[Start of Attachment]

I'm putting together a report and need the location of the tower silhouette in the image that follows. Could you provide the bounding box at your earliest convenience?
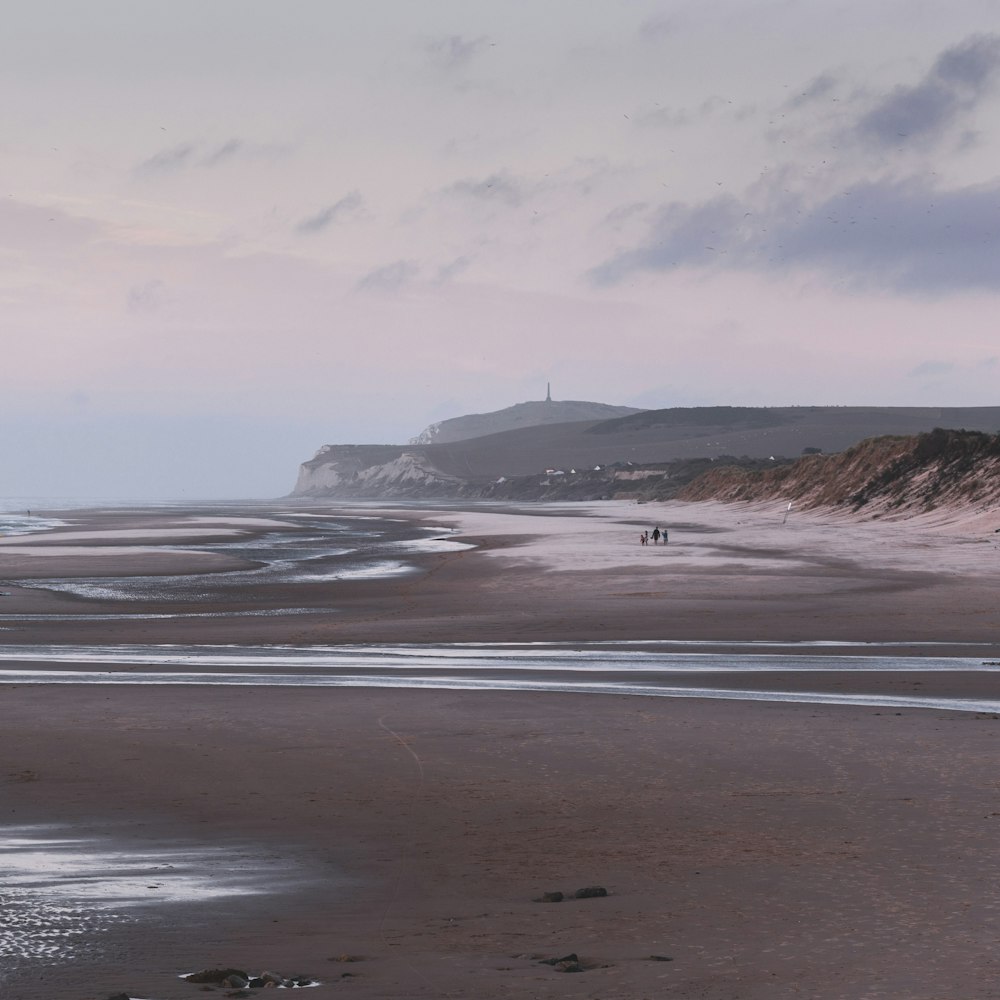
[545,382,552,403]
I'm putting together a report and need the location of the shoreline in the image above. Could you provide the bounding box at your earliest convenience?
[2,498,999,647]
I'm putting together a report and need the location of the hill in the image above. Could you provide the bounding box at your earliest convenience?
[291,404,1000,500]
[409,397,642,444]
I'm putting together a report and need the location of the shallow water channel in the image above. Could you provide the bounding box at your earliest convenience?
[2,640,1000,713]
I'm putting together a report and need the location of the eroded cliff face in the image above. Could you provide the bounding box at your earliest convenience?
[291,443,783,502]
[293,444,465,498]
[677,429,1000,515]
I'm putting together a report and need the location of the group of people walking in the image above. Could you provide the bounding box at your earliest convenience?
[639,526,668,546]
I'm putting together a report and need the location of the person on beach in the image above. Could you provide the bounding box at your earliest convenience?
[640,531,648,545]
[663,528,668,544]
[651,527,661,544]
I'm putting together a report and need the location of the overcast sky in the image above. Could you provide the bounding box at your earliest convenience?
[3,1,999,499]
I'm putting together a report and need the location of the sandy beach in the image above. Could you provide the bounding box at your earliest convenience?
[2,499,1000,999]
[3,499,999,649]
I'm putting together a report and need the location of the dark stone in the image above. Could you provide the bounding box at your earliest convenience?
[540,952,579,966]
[186,965,316,989]
[574,886,608,898]
[556,960,584,973]
[649,954,674,961]
[184,968,250,984]
[540,891,564,902]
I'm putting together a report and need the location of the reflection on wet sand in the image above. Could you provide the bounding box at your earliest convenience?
[0,826,308,967]
[1,641,999,712]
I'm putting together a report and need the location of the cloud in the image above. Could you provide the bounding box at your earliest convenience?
[200,138,291,167]
[442,171,527,207]
[425,34,492,72]
[784,73,838,110]
[590,195,745,285]
[201,138,244,167]
[590,177,1000,294]
[771,179,1000,292]
[434,256,471,284]
[355,259,420,294]
[856,34,1000,147]
[936,34,1000,89]
[910,360,954,376]
[135,138,290,175]
[637,95,753,127]
[602,202,650,227]
[136,143,197,174]
[296,191,366,234]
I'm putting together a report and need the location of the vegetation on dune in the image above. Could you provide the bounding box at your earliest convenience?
[677,428,1000,515]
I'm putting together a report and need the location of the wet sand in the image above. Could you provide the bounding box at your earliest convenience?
[2,499,1000,998]
[2,499,1000,650]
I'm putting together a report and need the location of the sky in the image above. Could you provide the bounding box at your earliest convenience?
[3,1,999,499]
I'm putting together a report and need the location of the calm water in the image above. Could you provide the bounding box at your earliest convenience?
[1,641,999,713]
[1,502,470,607]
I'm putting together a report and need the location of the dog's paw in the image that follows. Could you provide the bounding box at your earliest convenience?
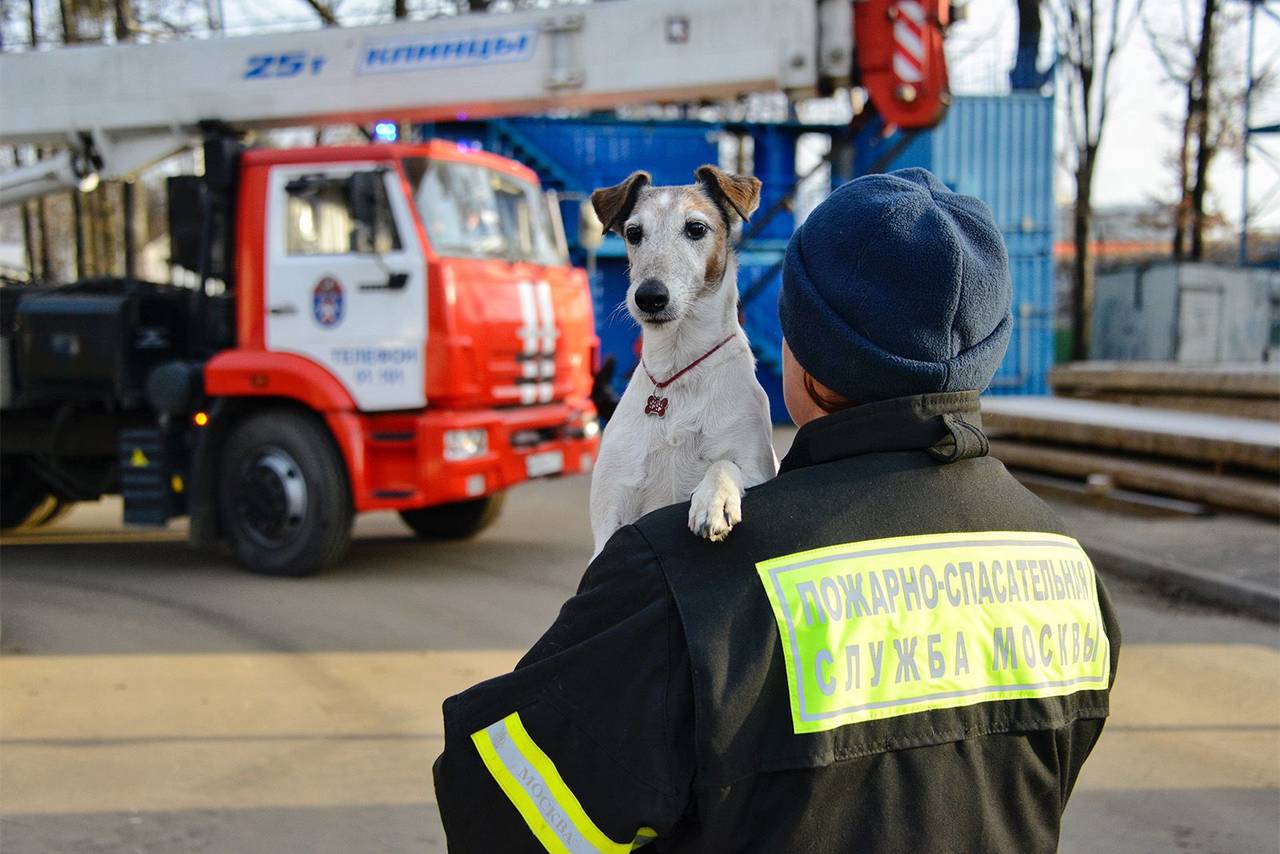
[688,470,743,543]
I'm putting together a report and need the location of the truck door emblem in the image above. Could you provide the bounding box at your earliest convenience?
[313,276,345,328]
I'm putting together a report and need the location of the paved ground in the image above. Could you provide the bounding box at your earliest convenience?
[1054,499,1280,618]
[2,457,1278,853]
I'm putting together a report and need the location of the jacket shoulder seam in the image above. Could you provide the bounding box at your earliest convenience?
[630,523,699,803]
[621,524,686,802]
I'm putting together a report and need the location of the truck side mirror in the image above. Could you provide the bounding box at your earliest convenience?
[544,189,570,263]
[578,200,604,251]
[347,171,383,252]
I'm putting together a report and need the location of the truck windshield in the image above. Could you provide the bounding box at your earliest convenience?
[405,157,564,266]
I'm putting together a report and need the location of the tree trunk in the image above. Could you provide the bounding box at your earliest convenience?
[1071,151,1097,362]
[35,193,51,280]
[301,0,339,26]
[29,4,50,280]
[14,149,36,278]
[86,189,101,276]
[394,0,408,18]
[95,187,118,276]
[59,0,78,42]
[115,0,135,277]
[122,181,136,279]
[1188,0,1217,260]
[61,0,88,278]
[71,191,85,279]
[1172,74,1194,260]
[113,0,133,41]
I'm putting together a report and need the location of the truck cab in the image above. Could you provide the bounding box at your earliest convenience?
[1,139,600,575]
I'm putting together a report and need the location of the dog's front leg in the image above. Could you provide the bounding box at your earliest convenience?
[689,459,744,543]
[590,481,643,560]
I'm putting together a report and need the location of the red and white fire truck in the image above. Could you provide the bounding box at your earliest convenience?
[0,0,951,575]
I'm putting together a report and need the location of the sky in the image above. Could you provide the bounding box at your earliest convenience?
[11,0,1279,231]
[214,0,1280,230]
[945,0,1280,230]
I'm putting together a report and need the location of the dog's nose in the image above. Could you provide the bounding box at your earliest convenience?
[634,279,669,314]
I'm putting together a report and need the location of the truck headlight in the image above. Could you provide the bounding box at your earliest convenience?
[562,410,600,440]
[444,428,488,461]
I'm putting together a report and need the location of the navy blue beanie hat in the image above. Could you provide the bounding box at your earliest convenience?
[779,167,1011,403]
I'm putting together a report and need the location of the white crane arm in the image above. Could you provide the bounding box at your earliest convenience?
[0,0,853,204]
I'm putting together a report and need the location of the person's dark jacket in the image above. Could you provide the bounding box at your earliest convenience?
[434,391,1121,853]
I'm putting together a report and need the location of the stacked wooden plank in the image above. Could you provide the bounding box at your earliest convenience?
[984,370,1280,519]
[1049,362,1280,421]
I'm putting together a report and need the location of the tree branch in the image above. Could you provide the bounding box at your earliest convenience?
[1095,0,1145,143]
[1142,9,1192,84]
[299,0,339,26]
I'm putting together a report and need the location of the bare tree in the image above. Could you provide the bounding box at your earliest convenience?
[1048,0,1145,361]
[1144,1,1252,260]
[113,0,133,40]
[5,0,34,277]
[58,0,122,278]
[28,1,52,279]
[300,0,340,26]
[1185,0,1218,259]
[114,0,137,277]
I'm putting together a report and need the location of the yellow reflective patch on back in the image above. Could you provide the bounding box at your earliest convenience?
[756,531,1110,734]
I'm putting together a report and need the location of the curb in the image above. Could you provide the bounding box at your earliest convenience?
[1084,538,1280,623]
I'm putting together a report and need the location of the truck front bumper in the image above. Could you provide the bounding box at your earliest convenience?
[327,398,600,513]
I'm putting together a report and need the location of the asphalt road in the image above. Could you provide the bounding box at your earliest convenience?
[2,466,1277,853]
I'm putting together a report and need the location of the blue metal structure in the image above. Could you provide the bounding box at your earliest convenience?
[426,93,1056,419]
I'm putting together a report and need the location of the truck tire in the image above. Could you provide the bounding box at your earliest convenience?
[217,409,353,577]
[399,493,505,540]
[1,459,54,532]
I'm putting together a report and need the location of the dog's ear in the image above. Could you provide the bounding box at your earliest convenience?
[695,165,762,223]
[591,171,651,235]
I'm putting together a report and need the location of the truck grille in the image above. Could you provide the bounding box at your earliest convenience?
[504,281,558,405]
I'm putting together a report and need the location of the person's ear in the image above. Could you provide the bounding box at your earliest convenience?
[590,171,651,234]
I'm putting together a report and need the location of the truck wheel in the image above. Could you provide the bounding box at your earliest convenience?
[218,409,352,577]
[0,459,53,531]
[399,493,505,540]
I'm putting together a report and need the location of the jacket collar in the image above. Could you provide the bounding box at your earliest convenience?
[778,391,990,474]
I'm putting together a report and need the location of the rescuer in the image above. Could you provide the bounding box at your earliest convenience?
[433,167,1121,852]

[End of Attachment]

▶ _Your assignment_
Only output the lines from the one with "of the rescuer" through the end of the entries above, exactly as they are.

▶ _Exercise answer_
I'm putting together a report and need the location of the rescuer in the image above. Could you provide the bounding box at your earliest convenience?
[433,167,1121,852]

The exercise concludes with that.